:: SET TASK ::
Collect every line of the material below that contains the word "cloud", copying each one in full. Case counts.

:: EXCERPTED DATA ::
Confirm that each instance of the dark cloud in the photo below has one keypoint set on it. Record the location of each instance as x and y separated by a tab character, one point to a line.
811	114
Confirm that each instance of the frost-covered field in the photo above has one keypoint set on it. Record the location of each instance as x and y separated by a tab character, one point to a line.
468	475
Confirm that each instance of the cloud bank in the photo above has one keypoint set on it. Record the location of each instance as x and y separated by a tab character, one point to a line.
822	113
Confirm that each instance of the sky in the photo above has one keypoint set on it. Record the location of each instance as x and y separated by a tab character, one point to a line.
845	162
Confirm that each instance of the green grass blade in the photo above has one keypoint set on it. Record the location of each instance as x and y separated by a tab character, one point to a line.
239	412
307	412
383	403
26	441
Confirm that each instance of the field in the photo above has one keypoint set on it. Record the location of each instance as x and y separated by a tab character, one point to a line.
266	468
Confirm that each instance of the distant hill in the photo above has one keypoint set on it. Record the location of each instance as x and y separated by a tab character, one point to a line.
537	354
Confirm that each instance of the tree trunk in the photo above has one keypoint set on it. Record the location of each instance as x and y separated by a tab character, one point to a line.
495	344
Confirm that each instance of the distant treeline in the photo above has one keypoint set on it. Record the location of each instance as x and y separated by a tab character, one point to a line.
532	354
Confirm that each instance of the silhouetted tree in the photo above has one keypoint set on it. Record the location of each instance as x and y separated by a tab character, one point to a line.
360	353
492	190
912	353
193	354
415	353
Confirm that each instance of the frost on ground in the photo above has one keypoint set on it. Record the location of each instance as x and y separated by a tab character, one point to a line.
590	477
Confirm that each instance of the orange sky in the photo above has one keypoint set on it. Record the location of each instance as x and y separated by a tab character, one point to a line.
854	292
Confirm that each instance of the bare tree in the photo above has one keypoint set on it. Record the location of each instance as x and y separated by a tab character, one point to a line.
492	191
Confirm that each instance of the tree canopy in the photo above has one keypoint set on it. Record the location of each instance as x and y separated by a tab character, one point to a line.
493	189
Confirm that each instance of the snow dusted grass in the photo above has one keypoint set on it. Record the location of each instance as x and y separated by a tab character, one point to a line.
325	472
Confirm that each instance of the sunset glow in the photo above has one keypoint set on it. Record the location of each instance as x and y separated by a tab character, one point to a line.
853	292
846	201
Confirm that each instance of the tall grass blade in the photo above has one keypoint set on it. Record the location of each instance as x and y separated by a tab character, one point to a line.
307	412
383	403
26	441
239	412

* * *

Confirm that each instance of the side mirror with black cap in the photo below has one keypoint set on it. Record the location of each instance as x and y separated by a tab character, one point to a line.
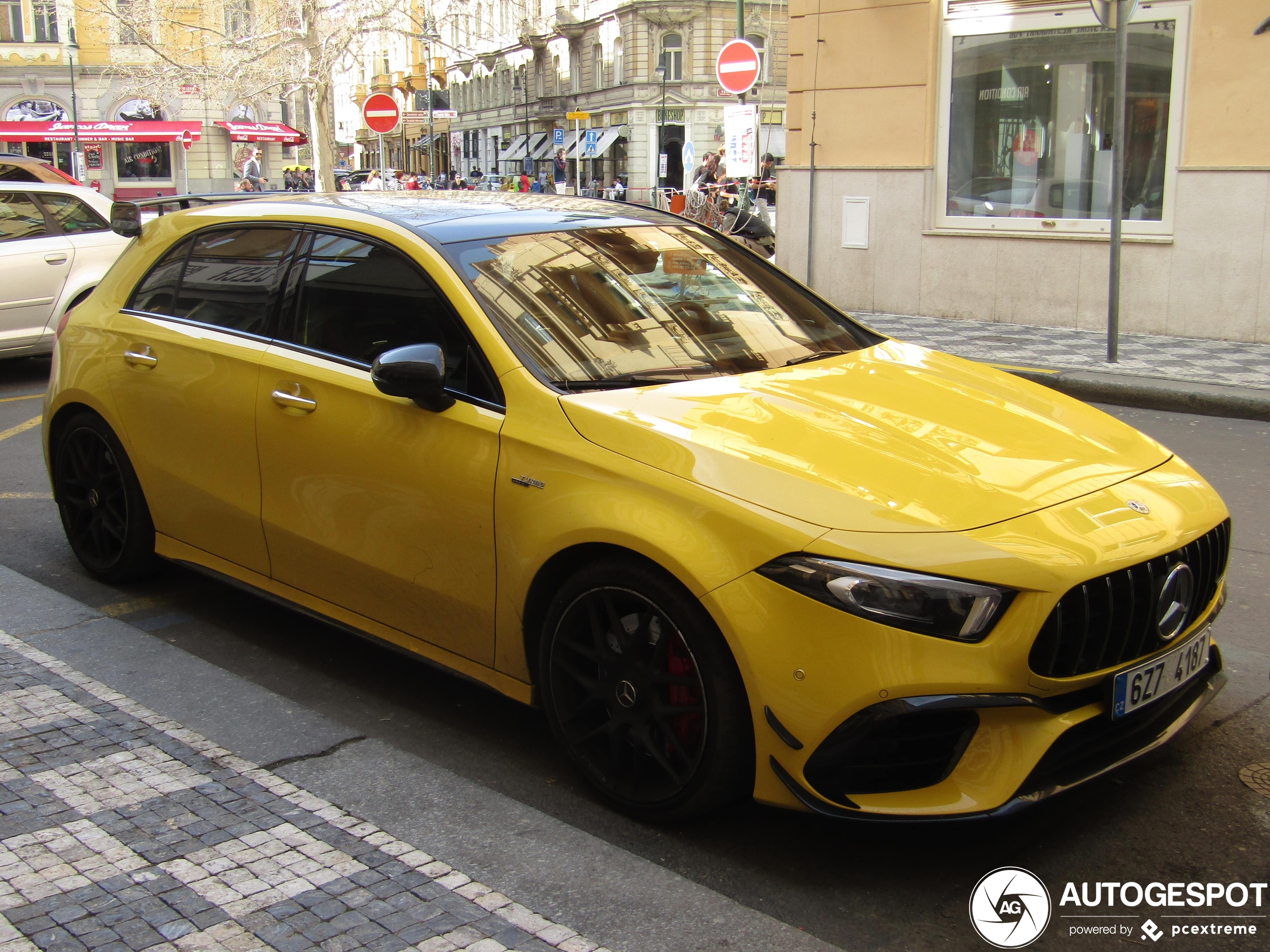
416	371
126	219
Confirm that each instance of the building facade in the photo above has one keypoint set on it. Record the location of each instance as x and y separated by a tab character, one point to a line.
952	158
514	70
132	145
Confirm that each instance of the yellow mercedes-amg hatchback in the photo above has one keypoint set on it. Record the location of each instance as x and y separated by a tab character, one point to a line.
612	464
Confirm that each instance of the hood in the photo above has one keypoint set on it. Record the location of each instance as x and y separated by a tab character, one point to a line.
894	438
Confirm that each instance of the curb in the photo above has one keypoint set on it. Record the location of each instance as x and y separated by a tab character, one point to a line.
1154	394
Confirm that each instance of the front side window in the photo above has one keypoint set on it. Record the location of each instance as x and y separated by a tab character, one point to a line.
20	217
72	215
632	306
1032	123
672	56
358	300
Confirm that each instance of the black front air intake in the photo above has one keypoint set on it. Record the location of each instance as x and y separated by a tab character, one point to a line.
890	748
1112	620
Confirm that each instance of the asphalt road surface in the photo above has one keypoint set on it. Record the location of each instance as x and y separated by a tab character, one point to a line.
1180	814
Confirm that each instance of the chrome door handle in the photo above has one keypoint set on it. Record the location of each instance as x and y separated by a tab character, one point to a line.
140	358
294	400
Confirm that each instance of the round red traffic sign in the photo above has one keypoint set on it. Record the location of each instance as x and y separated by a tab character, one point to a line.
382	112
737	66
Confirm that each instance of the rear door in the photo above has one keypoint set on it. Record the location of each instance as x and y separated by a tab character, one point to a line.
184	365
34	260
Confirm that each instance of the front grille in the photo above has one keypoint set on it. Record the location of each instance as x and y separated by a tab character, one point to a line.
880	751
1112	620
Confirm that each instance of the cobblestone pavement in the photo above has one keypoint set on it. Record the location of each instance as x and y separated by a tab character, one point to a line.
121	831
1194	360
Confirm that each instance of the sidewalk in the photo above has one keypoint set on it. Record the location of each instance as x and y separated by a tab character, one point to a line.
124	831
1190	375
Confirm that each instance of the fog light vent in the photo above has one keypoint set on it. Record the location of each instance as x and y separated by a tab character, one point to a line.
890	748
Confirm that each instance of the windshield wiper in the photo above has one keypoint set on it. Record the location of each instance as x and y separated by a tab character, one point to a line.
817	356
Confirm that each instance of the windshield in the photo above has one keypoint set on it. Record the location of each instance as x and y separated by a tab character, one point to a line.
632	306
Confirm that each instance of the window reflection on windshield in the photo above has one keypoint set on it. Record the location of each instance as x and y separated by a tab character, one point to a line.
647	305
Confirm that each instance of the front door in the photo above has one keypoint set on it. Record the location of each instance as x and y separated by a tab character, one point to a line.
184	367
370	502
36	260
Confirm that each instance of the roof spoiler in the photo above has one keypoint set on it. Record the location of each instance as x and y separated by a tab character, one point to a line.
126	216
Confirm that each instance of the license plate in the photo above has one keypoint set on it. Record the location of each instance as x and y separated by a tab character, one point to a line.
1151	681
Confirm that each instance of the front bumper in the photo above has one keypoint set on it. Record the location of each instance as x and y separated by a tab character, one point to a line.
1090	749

:: SOLUTION FOR THIS PROBLEM ::
Confirm that each instance of the dark cloud in the photo below has one keypoint set on it. Record the location of each instance as x and y separated by a tab character, one point to a line.
Confirm that each instance of the cloud bank in the photo above has one keypoint set on it. Record the location of each instance as x and y separated by a tab character, one point to a line.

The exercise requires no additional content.